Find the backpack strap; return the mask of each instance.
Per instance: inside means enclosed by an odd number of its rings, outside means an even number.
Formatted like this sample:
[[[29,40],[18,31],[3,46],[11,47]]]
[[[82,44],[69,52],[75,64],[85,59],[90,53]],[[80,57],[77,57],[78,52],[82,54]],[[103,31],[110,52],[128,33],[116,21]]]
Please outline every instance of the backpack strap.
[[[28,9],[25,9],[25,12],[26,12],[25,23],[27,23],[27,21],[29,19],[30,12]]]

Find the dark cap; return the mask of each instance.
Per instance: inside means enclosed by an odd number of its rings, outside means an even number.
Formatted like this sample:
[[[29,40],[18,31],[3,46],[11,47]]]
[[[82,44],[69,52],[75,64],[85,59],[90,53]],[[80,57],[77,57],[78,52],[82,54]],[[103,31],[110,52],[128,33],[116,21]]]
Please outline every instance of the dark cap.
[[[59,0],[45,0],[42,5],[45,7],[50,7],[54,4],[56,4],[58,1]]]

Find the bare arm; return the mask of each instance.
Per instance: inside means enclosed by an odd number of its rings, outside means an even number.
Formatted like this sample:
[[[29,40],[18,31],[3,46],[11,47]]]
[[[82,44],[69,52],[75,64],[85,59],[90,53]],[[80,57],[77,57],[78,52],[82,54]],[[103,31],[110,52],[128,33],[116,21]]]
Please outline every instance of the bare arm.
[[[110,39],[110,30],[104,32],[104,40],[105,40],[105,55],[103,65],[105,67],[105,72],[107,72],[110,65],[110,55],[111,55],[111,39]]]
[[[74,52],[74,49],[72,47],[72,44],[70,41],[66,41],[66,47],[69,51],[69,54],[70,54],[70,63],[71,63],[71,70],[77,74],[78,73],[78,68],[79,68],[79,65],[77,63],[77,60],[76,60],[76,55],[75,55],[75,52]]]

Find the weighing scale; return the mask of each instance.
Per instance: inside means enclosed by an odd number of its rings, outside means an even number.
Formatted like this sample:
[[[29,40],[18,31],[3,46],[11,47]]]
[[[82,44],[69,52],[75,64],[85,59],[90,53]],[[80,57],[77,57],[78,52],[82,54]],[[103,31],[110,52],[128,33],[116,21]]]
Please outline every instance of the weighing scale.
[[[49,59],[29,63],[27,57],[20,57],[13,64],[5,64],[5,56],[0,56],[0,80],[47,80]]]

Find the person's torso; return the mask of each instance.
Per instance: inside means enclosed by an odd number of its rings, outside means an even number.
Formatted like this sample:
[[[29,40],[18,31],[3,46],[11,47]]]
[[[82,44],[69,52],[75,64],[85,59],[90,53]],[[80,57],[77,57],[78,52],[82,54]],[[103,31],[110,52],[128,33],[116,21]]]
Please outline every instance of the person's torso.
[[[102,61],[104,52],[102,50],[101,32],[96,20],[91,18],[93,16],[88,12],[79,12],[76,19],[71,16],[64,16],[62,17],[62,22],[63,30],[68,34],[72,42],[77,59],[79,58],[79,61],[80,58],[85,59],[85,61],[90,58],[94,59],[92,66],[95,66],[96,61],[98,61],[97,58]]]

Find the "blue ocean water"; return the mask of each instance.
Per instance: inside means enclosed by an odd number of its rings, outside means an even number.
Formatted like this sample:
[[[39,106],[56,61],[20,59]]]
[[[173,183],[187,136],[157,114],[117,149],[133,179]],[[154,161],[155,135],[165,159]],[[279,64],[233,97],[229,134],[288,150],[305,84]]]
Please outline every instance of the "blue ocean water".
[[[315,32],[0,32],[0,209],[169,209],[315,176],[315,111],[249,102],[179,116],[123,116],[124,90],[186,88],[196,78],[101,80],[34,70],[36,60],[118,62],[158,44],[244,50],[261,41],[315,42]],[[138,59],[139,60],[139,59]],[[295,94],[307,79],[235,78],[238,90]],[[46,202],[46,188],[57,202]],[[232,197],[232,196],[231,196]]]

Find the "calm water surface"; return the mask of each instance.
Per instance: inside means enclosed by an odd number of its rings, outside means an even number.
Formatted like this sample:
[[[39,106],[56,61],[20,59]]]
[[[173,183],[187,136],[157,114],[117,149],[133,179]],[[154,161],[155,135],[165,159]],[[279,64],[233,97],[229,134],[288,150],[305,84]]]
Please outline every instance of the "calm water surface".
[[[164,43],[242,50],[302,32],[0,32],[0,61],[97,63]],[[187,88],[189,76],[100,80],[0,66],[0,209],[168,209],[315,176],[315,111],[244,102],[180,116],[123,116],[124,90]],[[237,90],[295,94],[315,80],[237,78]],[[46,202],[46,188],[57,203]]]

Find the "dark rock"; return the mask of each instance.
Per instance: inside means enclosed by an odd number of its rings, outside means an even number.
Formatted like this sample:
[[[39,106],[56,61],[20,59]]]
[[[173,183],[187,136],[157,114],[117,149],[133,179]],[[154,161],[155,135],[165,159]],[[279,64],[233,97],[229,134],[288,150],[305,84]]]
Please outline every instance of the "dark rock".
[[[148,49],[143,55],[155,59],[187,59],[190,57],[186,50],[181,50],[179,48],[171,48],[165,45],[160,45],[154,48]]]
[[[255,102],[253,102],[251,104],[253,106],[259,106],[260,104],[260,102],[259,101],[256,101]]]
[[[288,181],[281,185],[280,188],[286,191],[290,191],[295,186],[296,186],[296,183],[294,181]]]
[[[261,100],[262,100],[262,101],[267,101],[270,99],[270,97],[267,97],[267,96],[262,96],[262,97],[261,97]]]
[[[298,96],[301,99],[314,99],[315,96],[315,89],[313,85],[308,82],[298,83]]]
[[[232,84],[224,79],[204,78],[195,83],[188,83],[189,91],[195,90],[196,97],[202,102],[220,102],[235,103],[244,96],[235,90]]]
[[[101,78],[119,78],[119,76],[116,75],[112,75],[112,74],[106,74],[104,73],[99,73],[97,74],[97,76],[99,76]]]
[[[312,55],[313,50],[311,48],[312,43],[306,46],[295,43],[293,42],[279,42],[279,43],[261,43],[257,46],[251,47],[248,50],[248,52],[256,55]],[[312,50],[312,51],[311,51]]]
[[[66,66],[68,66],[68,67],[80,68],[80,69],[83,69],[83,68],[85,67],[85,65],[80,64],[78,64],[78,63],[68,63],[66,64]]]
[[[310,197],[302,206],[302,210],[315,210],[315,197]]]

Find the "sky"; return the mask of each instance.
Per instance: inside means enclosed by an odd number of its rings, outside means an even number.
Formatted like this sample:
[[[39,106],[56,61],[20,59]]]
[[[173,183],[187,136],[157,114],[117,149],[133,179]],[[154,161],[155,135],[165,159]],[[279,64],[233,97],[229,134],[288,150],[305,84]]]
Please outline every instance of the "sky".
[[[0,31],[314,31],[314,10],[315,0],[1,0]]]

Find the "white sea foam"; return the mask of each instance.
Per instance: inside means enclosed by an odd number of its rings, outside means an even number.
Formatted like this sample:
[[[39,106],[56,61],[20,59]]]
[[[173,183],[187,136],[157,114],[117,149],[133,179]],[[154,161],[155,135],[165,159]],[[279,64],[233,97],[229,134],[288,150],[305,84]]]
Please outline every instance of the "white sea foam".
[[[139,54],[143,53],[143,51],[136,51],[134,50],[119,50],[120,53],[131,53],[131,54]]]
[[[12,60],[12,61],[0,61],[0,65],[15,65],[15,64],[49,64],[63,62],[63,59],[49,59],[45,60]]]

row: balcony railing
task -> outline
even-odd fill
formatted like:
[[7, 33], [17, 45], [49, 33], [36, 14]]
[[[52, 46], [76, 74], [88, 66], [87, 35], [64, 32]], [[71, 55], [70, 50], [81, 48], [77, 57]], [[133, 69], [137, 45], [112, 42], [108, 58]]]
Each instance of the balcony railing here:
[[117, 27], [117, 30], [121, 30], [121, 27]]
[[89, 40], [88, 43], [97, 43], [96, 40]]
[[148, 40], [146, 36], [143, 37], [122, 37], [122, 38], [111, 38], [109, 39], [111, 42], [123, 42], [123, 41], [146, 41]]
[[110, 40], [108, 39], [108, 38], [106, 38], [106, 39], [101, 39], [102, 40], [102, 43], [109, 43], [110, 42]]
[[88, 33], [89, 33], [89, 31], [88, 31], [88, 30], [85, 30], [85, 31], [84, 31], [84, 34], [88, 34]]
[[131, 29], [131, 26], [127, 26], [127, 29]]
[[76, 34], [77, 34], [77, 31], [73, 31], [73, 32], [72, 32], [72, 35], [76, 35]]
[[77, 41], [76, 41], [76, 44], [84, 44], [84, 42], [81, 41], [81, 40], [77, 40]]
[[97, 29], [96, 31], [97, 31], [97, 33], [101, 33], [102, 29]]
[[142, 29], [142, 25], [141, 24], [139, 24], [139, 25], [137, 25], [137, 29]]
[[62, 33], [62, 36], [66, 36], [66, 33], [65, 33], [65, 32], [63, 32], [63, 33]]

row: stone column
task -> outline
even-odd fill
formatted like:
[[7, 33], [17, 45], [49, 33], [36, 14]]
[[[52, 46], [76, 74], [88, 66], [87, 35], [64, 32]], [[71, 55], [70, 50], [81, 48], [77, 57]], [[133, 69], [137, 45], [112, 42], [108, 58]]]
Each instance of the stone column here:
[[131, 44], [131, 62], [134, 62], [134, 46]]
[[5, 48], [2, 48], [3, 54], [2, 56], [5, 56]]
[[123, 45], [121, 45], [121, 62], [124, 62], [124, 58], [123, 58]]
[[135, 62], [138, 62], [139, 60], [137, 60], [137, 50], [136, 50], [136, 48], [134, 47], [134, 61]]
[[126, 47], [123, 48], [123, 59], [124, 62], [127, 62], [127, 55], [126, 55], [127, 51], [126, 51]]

####################

> _EXERCISE BRIEF_:
Reproduce the records from their start up to and including the line with "[[[59,0],[45,0],[42,5],[45,7],[50,7],[54,4],[56,4],[58,1]]]", replacing "outline" with "trace" and leaving everything else unchanged.

> _ANSWER TO THE EXERCISE_:
Find the backpack strap; return the mask of each instance.
Per instance: inside means enclosed by an odd number of its rings, outside means an even number.
Formatted like this sample:
[[[29,40],[18,31],[3,46],[11,47]]]
[[[82,44],[69,52],[75,64],[85,59],[90,53]],[[80,57],[77,57],[78,52],[82,54]],[[103,31],[110,52],[128,33],[116,21]]]
Please trace every instance of the backpack strap.
[[[28,9],[25,9],[25,12],[26,12],[25,23],[27,23],[27,21],[29,19],[30,12]]]

Find the dark cap; return the mask of each instance.
Per instance: inside means enclosed by an odd number of its rings, outside means an even number.
Formatted like this sample:
[[[29,40],[18,31],[3,46],[11,47]]]
[[[82,44],[69,52],[75,64],[85,59],[90,53]],[[80,57],[77,57],[78,52],[82,54]],[[103,31],[110,52],[128,33],[116,21]]]
Please trace every instance of the dark cap.
[[[59,0],[45,0],[42,5],[45,7],[50,7],[54,4],[56,4],[58,1]]]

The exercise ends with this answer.